### WHAT TO DO
Return the records that follow, matching each one exactly.

>> begin ENTRIES

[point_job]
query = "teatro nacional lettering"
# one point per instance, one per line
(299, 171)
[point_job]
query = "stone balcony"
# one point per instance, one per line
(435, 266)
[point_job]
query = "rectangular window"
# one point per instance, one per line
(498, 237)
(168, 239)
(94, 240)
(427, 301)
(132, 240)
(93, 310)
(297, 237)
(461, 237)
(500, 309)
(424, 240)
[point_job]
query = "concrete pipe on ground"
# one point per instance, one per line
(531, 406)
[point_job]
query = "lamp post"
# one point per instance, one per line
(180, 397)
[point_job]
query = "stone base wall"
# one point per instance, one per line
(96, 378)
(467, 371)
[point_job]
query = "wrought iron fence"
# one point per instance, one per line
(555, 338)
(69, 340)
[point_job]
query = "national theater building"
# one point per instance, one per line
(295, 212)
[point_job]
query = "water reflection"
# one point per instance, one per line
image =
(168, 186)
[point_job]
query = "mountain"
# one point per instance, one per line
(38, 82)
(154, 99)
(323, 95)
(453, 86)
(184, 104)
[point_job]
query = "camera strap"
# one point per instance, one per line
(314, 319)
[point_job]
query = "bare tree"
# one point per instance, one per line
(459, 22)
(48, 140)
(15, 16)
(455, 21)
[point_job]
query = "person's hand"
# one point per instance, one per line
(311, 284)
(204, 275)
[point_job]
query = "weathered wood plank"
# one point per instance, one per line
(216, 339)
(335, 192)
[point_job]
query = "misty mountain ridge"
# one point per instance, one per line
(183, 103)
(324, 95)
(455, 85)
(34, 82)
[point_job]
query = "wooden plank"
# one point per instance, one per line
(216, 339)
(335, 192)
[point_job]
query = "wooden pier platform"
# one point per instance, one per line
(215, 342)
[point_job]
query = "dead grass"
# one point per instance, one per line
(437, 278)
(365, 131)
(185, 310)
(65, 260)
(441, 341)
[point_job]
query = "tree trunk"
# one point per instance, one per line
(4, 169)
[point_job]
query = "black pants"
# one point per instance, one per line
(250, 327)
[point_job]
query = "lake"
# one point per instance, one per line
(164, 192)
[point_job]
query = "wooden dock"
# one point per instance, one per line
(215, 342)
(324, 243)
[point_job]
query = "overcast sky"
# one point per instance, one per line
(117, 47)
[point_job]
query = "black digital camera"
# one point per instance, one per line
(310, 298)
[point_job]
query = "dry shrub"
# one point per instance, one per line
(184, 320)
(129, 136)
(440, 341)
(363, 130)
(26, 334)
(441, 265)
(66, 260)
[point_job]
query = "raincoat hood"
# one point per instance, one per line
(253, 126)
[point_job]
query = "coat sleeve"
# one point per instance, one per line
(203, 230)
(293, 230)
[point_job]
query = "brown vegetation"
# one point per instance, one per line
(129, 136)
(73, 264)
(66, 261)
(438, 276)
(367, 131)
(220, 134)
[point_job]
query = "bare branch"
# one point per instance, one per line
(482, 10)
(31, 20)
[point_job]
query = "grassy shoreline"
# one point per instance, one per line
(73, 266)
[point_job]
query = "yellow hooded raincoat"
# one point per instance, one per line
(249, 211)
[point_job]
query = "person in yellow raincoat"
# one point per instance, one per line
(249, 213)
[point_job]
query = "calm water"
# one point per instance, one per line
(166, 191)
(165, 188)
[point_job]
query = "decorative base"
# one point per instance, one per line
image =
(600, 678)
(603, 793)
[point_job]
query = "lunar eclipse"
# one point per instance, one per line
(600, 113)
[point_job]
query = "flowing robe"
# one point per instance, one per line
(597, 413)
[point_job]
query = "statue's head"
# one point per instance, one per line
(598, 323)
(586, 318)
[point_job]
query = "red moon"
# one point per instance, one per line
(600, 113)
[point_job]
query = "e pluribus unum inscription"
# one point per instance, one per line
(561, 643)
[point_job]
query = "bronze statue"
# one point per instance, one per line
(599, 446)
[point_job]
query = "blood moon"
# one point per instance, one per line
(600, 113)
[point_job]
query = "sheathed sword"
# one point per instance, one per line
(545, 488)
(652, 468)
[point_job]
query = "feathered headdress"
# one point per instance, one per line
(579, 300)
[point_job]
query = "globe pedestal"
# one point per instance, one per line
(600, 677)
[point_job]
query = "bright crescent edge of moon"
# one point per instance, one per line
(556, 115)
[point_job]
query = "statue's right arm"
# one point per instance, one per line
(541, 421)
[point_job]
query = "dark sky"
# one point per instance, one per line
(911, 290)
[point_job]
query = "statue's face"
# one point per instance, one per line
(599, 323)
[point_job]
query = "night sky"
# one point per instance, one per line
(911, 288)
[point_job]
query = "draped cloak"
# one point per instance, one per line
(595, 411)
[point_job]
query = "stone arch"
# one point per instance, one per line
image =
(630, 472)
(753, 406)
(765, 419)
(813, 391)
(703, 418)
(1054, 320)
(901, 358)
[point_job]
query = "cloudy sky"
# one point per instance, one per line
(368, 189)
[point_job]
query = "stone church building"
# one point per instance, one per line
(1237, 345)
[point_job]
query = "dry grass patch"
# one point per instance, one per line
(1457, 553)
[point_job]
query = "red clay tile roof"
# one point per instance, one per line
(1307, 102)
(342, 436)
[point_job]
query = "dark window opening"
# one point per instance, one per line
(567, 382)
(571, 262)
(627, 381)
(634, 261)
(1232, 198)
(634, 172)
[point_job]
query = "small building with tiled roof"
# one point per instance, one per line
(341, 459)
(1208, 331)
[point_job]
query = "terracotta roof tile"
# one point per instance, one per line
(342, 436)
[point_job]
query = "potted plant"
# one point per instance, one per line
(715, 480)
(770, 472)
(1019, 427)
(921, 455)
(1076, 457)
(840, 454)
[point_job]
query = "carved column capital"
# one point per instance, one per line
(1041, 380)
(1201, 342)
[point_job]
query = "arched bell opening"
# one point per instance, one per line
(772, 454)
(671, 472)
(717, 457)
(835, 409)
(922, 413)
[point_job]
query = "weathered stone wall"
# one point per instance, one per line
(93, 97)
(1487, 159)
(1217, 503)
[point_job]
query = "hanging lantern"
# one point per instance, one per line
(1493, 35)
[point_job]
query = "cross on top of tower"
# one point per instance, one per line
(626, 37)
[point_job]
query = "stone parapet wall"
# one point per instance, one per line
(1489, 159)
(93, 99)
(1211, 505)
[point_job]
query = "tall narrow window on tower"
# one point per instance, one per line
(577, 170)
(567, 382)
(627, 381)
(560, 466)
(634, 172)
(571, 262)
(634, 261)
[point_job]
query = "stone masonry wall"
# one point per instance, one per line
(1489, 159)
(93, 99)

>> end ENTRIES

### SOLUTION TO THIS PROBLEM
[point_job]
query = "teatro nacional lettering"
# one point per instance, one per line
(299, 171)
[point_job]
query = "stone balcony"
# one point per instance, one per line
(435, 266)
[point_job]
query = "rectangular window"
# one point per instance, one per line
(498, 237)
(168, 239)
(94, 240)
(427, 301)
(132, 240)
(93, 310)
(297, 237)
(461, 237)
(500, 309)
(424, 240)
[point_job]
query = "concrete pipe on ground"
# one point per instance, one per line
(531, 406)
[point_job]
query = "lamp post"
# one point per instance, one per line
(180, 397)
[point_job]
query = "stone base wall"
# one point per instance, one per line
(96, 378)
(467, 371)
[point_job]
query = "wrought iron fence"
# one point per instance, one per line
(555, 338)
(69, 340)
[point_job]
query = "national theater building"
# one point per instance, one per line
(295, 212)
[point_job]
query = "water reflection"
# one point per instance, one per line
image =
(168, 186)
[point_job]
query = "mountain"
# one point per instance, one per line
(38, 82)
(154, 99)
(323, 95)
(453, 86)
(184, 104)
[point_job]
query = "camera strap"
# one point per instance, one per line
(314, 319)
[point_job]
query = "bare tree"
# one point per instance, one per line
(459, 22)
(48, 140)
(15, 16)
(455, 21)
[point_job]
query = "person's hand"
# one point per instance, one per line
(311, 284)
(204, 275)
[point_job]
query = "weathered wood plank"
# one point per instance, one per line
(216, 339)
(335, 192)
[point_job]
query = "misty mountain ridge"
# one point per instance, one per line
(183, 103)
(324, 95)
(455, 85)
(34, 82)
[point_job]
query = "wooden plank"
# one point per instance, one per line
(216, 339)
(335, 192)
[point_job]
query = "wooden pier platform"
# one point per instance, one per line
(215, 342)
[point_job]
query = "dead grass"
# one point per instance, one per line
(437, 278)
(365, 131)
(185, 310)
(65, 260)
(441, 341)
[point_job]
query = "tree trunk"
# one point per instance, one per line
(4, 169)
[point_job]
query = "black pants"
# one point per instance, one per line
(250, 327)
[point_job]
query = "lake"
# one point per instance, one per line
(164, 192)
[point_job]
query = "wooden dock"
# one point per instance, one per line
(215, 342)
(324, 243)
[point_job]
query = "overcast sky"
# one point per instance, one per line
(117, 47)
[point_job]
query = "black digital camera"
# one point per instance, one per line
(310, 298)
[point_job]
query = "dry shrub"
# one point per instance, one per line
(184, 320)
(129, 136)
(440, 341)
(363, 130)
(26, 334)
(441, 265)
(66, 260)
[point_job]
query = "raincoat hood"
# one point per instance, one per line
(253, 126)
[point_job]
query = "coat sleeve"
# one point per instance, one per line
(203, 230)
(293, 230)
[point_job]
query = "brown vegetation"
# one point per instance, one per line
(129, 136)
(73, 264)
(66, 261)
(438, 276)
(367, 131)
(220, 134)
[point_job]
query = "bare branch"
# one point per instance, one per line
(482, 10)
(31, 20)
[point_job]
query = "grassy shoreline"
# one point per instance, one per line
(73, 266)
[point_job]
query = "yellow hooded raincoat"
# one point per instance, one per line
(249, 211)
[point_job]
query = "person in yellow raincoat"
# one point per instance, one per line
(249, 213)
[point_job]
query = "calm water"
# one point per instance, one per line
(166, 191)
(165, 188)
[point_job]
query = "decorative base"
# one point per instance, one per line
image =
(600, 678)
(603, 793)
[point_job]
query = "lunar eclipse"
# one point per instance, one per line
(600, 113)
[point_job]
query = "flowing robe"
# one point per instance, one per line
(597, 413)
[point_job]
query = "statue's head"
# one point per instance, one per line
(598, 323)
(586, 318)
[point_job]
query = "red moon"
# one point per instance, one per line
(600, 113)
[point_job]
query = "e pluribus unum inscription"
# one point per instance, one per line
(561, 643)
[point_job]
query = "bronze statue"
# one point per instance, one per line
(599, 446)
[point_job]
query = "blood moon"
# one point per instance, one per line
(600, 113)
[point_job]
query = "sheathed sword"
# one point per instance, one per line
(545, 488)
(652, 468)
[point_job]
query = "feathered headdress"
# one point per instance, one per line
(579, 300)
[point_job]
query = "globe pedestal"
# one point per instance, one per line
(600, 677)
[point_job]
query = "bright crescent edge of moon"
# one point per instance, one per line
(556, 115)
[point_job]
query = "statue's right arm"
# one point per instance, one per line
(541, 421)
[point_job]
query = "dark sky"
# one point per instance, one per line
(911, 290)
[point_job]
query = "statue's face"
# one point per instance, one per line
(599, 323)
[point_job]
query = "night sky"
# one point per instance, one per line
(911, 288)
[point_job]
query = "draped cloak"
# one point per instance, one per line
(595, 411)
[point_job]
query = "stone arch"
# one point per instance, one per line
image =
(630, 472)
(753, 406)
(765, 419)
(813, 391)
(703, 418)
(1054, 320)
(901, 358)
[point_job]
query = "cloudy sky"
# one point per instance, one per line
(368, 189)
[point_job]
query = "stone church building"
# one point per instance, one per line
(1237, 345)
[point_job]
query = "dry grass patch"
# one point per instance, one per line
(1457, 553)
[point_job]
query = "red clay tile roof"
# one point per instance, one per line
(1307, 102)
(342, 436)
[point_job]
query = "dark window opening"
# one point per instance, one per line
(567, 382)
(571, 262)
(627, 381)
(634, 261)
(1232, 198)
(634, 172)
[point_job]
query = "small building with tiled roof"
# one point per instance, one per line
(341, 459)
(1208, 331)
[point_job]
query = "terracotta roof tile"
# one point per instance, one per line
(342, 436)
[point_job]
query = "potted plant"
# one point per instance, one per line
(715, 480)
(770, 472)
(1019, 427)
(921, 455)
(1076, 457)
(840, 454)
[point_job]
query = "carved column capital"
# one point per instance, one per line
(1041, 380)
(1201, 342)
[point_job]
query = "arched bell opening"
# one point per instance, one per line
(772, 454)
(671, 472)
(717, 457)
(835, 409)
(922, 413)
[point_job]
query = "weathered stone wall"
# one point per instance, one per line
(93, 97)
(1487, 159)
(1217, 503)
[point_job]
query = "hanging lantern"
# one point per instance, one per line
(1493, 35)
[point_job]
query = "cross on top of tower"
# one point per instance, one per line
(626, 37)
[point_job]
query = "stone parapet wall"
# one point per instance, one per line
(1489, 159)
(93, 99)
(1211, 505)
[point_job]
query = "tall narrow window on tower"
# one point per instance, one per line
(577, 170)
(567, 382)
(627, 381)
(560, 466)
(634, 172)
(571, 262)
(634, 261)
[point_job]
query = "stone masonry wall"
# one point per instance, one per line
(1489, 159)
(93, 99)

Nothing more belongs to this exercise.